## [Work to be completed]
Return the data below in full. Keep each character unchanged.

Stored dataset items:
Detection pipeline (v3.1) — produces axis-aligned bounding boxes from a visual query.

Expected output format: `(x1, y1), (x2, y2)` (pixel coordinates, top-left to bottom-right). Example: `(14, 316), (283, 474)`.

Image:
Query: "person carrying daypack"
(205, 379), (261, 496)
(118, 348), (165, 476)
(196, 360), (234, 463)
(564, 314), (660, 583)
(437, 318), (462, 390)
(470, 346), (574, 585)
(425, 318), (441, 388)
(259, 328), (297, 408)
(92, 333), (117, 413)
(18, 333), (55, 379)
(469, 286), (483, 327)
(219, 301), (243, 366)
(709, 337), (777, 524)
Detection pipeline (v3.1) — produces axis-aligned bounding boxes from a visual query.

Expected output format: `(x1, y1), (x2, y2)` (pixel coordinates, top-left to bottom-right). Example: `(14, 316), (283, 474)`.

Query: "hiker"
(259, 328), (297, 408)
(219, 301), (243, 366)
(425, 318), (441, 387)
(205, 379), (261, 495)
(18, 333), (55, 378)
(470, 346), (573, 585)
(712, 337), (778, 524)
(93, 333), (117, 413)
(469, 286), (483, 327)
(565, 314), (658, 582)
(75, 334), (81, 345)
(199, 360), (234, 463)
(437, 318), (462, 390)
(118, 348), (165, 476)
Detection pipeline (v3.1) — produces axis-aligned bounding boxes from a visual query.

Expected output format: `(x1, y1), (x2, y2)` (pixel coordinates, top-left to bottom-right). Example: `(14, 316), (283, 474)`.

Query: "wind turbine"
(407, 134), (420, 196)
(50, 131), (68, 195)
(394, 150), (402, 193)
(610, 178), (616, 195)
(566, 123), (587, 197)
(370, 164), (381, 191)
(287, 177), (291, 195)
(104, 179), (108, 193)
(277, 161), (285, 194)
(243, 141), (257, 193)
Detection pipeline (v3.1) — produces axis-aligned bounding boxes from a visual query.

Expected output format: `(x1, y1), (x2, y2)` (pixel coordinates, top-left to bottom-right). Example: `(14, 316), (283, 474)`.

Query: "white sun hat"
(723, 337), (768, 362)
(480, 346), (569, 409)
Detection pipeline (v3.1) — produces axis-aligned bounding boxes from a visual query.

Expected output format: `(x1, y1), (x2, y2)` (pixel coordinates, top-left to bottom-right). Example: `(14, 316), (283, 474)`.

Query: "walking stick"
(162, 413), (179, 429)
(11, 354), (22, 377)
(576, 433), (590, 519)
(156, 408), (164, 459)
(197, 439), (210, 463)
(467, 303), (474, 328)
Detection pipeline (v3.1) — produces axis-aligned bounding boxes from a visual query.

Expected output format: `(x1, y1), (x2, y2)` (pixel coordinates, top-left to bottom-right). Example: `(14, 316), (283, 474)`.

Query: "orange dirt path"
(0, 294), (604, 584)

## [Result of this exercise]
Detection pipeline (v3.1) — produces axis-aligned bounding boxes from a visual query.

Expected output format: `(x1, y1), (x2, y2)` (pixel coordinates, top-left to bottom-right). Example: `(14, 316), (283, 474)`.

Image:
Query: "person carrying daypack"
(205, 379), (261, 496)
(118, 348), (165, 476)
(196, 360), (234, 463)
(564, 314), (660, 583)
(437, 318), (462, 390)
(470, 346), (574, 585)
(425, 318), (441, 388)
(259, 328), (297, 408)
(92, 333), (117, 413)
(18, 333), (55, 379)
(469, 286), (483, 327)
(219, 301), (243, 366)
(709, 337), (777, 524)
Detection pipeline (v3.1) — produces axis-aligned bounding boxes from a visual query.

Expected output format: `(x1, y1), (x2, y2)` (pixel coordinates, top-left to bottom-right). Example: `(14, 316), (283, 474)`.

Query: "hiker"
(259, 328), (297, 408)
(219, 301), (243, 366)
(425, 318), (441, 387)
(205, 379), (261, 495)
(18, 333), (55, 378)
(470, 346), (573, 585)
(712, 337), (778, 524)
(93, 333), (117, 413)
(469, 286), (483, 327)
(565, 314), (658, 582)
(75, 334), (81, 345)
(199, 360), (234, 463)
(437, 318), (462, 390)
(118, 348), (165, 476)
Detection pipeline (v3.1) — produces axis-aligned bounding boxes from a visual query.

Expected output format: `(x1, y1), (x2, y2)` (pixel coordinates, top-left to bottom-right). Example: `(14, 316), (283, 474)`.

Query: "wind turbine"
(407, 134), (420, 196)
(50, 131), (68, 195)
(394, 150), (402, 193)
(610, 178), (616, 195)
(566, 123), (587, 197)
(370, 164), (381, 191)
(287, 177), (291, 195)
(104, 179), (108, 193)
(277, 161), (285, 194)
(243, 141), (257, 193)
Detection pipeline (v3.1) — produces axis-aligned bounding boxes from a visual query.

Expected output format: `(x1, y1), (x2, y2)` (pixel coordinates, top-left to bottom-right). Example: `(14, 316), (283, 474)`.

Query: "white sun hat"
(723, 337), (768, 362)
(480, 346), (569, 409)
Detection pipeline (v3.1) — produces axis-aligned bounding boxes from a visual query.

Expected output format: `(x1, y1), (x2, y2)` (pixel coordinates, top-left to bottom-right). Example: `(14, 316), (283, 474)`.

Query: "walking stick"
(162, 413), (179, 429)
(11, 354), (22, 377)
(576, 433), (590, 519)
(156, 408), (164, 459)
(197, 439), (210, 463)
(467, 303), (474, 328)
Detection pipeline (v3.1) — produces axis-aligned bounding boxes from a visual query.

Expected output format: `(x1, y1), (x2, y2)` (pixel coordinates, top-left to bottom-right). Example: `(14, 316), (283, 474)`.

Query: "orange dirt path"
(0, 294), (604, 584)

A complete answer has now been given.